Collected data
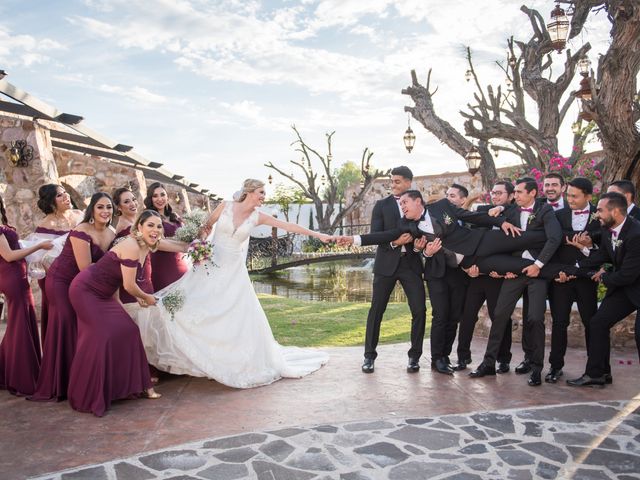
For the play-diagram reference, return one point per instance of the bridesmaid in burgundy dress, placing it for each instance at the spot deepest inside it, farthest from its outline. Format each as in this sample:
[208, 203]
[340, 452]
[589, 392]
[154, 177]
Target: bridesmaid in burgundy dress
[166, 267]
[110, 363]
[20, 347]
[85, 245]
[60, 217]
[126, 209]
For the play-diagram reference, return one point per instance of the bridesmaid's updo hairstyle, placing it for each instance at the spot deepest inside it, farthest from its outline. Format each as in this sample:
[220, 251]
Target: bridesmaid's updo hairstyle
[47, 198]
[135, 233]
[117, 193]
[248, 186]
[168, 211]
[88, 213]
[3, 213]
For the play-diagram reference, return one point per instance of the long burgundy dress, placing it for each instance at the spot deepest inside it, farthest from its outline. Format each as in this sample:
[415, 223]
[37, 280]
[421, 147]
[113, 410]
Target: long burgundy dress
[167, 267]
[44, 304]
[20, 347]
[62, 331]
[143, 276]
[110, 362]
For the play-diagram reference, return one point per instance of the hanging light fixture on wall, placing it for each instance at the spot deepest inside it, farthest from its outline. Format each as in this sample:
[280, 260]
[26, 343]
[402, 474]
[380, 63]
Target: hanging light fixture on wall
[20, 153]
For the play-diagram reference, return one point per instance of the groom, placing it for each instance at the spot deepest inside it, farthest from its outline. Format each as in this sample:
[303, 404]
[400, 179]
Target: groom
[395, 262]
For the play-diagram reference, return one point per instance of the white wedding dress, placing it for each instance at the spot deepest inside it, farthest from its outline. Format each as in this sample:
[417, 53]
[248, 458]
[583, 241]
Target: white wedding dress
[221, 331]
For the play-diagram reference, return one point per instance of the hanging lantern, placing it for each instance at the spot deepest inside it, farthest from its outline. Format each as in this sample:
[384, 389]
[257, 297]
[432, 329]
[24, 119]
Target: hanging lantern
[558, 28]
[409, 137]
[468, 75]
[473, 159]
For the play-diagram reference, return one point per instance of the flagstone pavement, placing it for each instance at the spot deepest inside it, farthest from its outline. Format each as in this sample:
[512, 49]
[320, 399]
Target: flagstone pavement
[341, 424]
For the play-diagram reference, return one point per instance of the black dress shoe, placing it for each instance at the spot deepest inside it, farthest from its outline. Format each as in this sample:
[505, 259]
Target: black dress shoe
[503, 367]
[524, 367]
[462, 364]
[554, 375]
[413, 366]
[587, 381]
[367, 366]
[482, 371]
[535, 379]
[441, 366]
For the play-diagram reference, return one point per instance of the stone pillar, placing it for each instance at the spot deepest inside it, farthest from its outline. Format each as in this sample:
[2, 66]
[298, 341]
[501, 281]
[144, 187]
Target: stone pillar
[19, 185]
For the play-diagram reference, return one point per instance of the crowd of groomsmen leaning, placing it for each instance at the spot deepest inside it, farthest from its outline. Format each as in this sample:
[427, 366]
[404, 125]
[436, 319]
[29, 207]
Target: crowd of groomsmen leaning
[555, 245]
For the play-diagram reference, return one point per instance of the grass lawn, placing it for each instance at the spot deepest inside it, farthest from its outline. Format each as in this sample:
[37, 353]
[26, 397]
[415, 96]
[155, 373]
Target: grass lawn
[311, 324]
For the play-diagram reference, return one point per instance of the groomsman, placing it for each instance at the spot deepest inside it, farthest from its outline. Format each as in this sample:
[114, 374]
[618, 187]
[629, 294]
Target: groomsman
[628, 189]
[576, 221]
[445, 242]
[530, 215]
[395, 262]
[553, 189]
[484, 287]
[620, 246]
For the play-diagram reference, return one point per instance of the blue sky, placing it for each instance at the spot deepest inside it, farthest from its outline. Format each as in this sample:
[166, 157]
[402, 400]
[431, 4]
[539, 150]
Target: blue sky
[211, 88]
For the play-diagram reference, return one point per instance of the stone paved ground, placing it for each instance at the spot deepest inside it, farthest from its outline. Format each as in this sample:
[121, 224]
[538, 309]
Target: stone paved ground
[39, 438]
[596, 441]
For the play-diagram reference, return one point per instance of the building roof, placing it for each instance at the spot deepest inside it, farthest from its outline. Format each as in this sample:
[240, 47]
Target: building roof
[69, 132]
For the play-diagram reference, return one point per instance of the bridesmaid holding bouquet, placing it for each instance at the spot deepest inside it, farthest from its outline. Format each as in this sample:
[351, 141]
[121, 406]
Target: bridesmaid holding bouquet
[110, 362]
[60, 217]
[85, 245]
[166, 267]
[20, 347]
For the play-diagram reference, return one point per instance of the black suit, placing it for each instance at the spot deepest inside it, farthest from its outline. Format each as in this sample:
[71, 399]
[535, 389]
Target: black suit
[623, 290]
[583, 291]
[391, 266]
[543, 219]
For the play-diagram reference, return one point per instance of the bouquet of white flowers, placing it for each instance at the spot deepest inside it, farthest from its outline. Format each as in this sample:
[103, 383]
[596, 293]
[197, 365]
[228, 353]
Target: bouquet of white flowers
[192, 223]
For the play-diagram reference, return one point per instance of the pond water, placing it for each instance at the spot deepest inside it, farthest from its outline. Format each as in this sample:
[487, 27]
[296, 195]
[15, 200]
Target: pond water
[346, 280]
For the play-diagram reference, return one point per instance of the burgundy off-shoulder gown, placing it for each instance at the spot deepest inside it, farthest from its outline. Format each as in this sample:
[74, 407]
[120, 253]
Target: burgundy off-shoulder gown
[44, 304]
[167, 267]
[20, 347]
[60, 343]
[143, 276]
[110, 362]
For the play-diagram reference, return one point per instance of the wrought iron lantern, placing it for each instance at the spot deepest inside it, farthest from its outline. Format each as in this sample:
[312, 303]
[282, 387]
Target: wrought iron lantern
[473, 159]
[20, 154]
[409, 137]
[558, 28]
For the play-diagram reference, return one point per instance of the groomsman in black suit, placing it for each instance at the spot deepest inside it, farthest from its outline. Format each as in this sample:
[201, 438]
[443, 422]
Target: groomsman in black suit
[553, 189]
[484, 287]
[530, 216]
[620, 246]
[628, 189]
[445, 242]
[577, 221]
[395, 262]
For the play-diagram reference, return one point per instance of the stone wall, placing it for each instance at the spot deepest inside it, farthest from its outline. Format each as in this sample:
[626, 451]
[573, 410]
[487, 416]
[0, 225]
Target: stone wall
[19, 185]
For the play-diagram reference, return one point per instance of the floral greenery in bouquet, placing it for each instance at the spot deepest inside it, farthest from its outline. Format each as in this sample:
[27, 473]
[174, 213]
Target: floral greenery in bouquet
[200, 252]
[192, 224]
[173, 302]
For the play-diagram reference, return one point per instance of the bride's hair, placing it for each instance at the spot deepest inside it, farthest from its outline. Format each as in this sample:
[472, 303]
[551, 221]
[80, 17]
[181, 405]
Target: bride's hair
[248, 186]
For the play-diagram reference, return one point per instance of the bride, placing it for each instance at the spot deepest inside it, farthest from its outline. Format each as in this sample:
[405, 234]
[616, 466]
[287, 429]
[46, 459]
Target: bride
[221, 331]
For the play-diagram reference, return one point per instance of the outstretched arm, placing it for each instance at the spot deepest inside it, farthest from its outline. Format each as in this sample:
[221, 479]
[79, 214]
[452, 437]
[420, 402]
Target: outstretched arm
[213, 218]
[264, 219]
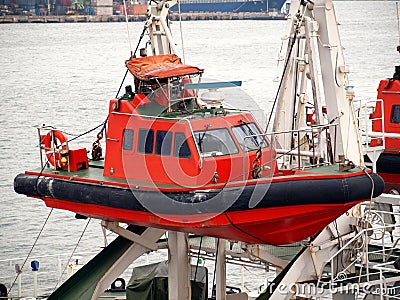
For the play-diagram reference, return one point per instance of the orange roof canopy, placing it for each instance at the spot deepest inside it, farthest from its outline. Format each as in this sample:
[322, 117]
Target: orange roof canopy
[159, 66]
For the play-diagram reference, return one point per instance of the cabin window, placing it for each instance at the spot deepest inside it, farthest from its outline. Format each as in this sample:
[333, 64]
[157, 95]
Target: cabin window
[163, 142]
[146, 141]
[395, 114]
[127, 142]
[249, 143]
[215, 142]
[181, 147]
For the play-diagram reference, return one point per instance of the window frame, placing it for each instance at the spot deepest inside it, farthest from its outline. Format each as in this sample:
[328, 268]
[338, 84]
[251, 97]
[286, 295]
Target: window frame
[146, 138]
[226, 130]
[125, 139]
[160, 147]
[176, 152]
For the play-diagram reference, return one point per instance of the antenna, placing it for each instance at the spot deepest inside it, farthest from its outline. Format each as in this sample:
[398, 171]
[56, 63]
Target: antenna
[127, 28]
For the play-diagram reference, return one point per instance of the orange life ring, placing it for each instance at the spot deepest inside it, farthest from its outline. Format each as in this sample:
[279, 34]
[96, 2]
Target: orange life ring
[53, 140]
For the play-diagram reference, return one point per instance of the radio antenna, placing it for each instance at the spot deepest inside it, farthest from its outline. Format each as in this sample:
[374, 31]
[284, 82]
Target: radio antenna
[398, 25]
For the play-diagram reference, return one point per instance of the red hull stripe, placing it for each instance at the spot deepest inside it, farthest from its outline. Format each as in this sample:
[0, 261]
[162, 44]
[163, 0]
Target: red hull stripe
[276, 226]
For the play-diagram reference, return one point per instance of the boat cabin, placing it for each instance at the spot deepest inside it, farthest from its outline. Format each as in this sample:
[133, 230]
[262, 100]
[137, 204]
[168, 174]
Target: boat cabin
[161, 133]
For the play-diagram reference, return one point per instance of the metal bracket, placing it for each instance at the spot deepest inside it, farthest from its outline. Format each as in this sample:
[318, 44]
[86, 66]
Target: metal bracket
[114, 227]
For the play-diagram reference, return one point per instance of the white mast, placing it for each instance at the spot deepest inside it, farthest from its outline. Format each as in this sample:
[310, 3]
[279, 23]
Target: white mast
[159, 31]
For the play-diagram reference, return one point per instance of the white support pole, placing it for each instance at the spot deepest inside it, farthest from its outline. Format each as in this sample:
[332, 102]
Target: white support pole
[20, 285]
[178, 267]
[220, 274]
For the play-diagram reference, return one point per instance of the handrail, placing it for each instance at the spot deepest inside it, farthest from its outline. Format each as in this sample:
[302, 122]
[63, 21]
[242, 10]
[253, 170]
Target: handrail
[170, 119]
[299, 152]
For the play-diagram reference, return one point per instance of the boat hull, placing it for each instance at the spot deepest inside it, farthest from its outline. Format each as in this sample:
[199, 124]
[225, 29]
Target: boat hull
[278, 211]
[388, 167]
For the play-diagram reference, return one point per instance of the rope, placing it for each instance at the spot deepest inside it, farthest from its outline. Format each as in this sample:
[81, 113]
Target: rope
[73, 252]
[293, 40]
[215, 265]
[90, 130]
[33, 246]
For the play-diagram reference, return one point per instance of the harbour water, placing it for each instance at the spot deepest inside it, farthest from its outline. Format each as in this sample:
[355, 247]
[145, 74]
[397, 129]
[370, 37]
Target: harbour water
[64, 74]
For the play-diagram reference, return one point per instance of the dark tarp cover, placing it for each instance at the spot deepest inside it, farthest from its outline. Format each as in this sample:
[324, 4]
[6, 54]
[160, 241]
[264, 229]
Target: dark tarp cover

--- DIRECTIONS FOR THIS TASK ---
Reproduce, word for word, only the lines from the one that contains "of the harbour" through the final line.

--- SOLUTION TO THIS EXERCISE ---
For the play-diagram reference, return one point per instance of the harbour water, placing it for each instance at the spot deepest inside it, farthest from its outline. Format each as in this sample:
[355, 247]
[145, 74]
[397, 129]
[370, 37]
Target: harbour water
[64, 74]
For the play-diagram reference, return one point per instance of the dark tarp cover, placing it for each instance at the spot deepest inside it, farthest from its outline. Format each as in this sample:
[324, 4]
[6, 54]
[160, 241]
[264, 229]
Target: dark tarp cover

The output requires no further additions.